— What you should do —
Reproduce the data below with every "detect" swapped for "locate" and nothing else altered.

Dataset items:

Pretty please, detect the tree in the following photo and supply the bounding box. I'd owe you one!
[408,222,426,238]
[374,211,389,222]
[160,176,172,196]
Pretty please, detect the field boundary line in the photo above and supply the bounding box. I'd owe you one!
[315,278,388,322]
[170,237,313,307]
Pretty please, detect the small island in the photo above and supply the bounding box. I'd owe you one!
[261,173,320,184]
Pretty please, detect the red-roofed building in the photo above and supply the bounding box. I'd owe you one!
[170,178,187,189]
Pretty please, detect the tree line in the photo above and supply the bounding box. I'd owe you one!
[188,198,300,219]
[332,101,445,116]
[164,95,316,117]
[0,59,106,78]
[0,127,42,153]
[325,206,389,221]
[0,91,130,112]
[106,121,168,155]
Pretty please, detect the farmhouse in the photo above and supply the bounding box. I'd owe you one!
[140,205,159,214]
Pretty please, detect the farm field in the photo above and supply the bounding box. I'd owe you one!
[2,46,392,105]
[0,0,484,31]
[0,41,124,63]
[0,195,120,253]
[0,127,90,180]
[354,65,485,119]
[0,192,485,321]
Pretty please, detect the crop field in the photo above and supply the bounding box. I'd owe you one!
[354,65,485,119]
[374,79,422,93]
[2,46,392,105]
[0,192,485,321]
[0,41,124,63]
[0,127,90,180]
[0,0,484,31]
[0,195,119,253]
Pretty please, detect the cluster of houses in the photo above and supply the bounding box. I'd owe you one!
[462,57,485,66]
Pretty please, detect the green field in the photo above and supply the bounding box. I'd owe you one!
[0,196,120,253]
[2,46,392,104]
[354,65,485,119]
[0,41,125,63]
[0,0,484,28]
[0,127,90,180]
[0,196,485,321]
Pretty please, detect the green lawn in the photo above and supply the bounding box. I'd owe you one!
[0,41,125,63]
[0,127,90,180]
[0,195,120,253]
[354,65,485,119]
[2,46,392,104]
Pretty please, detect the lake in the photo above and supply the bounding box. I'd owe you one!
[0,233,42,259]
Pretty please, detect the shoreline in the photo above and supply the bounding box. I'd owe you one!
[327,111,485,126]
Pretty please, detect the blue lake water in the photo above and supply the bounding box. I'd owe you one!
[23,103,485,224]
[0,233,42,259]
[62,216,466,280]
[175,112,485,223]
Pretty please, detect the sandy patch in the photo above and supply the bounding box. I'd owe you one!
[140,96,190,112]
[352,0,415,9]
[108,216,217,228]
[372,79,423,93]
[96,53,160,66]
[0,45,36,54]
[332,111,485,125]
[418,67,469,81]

— Full answer —
Pretty please, locate the tree in the following photo and supply the bounding box. I'd owe you one!
[408,222,426,238]
[374,211,389,222]
[160,176,172,196]
Pretty please, locate the field boundary line in the photo above and supply the bounding box. I'd owe you one!
[315,278,388,322]
[170,237,313,307]
Pretty please, locate the small island in the photo above and supply the bounding box. I'd owe you one!
[261,173,320,184]
Pretty please, locate the red-roofed building in the photo above and supply the bounding box. I'd owe you one!
[170,178,187,189]
Pretty please, locate the tree line in the photo above and supply the bounding box. I'd owe you one!
[188,198,300,219]
[332,101,445,116]
[164,95,316,117]
[0,59,106,78]
[0,127,42,153]
[325,206,389,221]
[0,91,130,112]
[106,121,168,155]
Pretty please, locate the farmhouse in the photo above and supply the bounding box. I'd owe you one!
[140,205,159,214]
Pretty please, locate the farm field in the photo above and supply the bounding box. I'd owe you one!
[2,46,392,105]
[0,0,484,31]
[0,41,124,63]
[0,195,120,253]
[0,127,90,180]
[354,65,485,119]
[0,192,485,321]
Pretty please, locate the crop field in the photo above and supply the bounding box. I'd owe you one!
[354,65,485,119]
[374,79,422,93]
[2,46,392,105]
[0,192,485,321]
[0,41,124,63]
[0,127,90,180]
[0,0,484,31]
[0,195,119,253]
Pretty please, locate the cluster of houses in the photo above and supply the bounding box. I'd owe you one!
[462,57,485,66]
Pretty please, locate the green field in the photo above and supply the bounding box. I'd owe you one!
[0,196,120,253]
[2,46,392,104]
[354,65,485,119]
[0,41,125,63]
[0,0,484,28]
[0,127,90,180]
[0,196,485,321]
Pretty please, locate the green lawn in the photo above and supply the bounding box. I'd owe you one!
[0,41,125,63]
[0,127,90,180]
[0,195,120,253]
[354,65,485,119]
[2,46,392,104]
Pretty please, locate the lake in the photo above and supply the bounding box. I'd owe you one!
[0,233,42,259]
Pretty please, locate the shoreline in the photo above and supply the bounding box. I'd owe you one!
[327,111,485,126]
Pretty please, locate the blue lake water in the photo above and supply the bounding box. I'd owe you one!
[23,103,485,224]
[0,233,42,259]
[62,216,466,280]
[175,112,485,223]
Pretty please, locate the sandy patch in the photo above and supply the bounding box. I'd owe you one!
[140,96,190,112]
[352,0,415,9]
[108,216,217,228]
[372,79,423,93]
[96,53,160,66]
[0,45,36,54]
[332,111,485,125]
[418,67,469,81]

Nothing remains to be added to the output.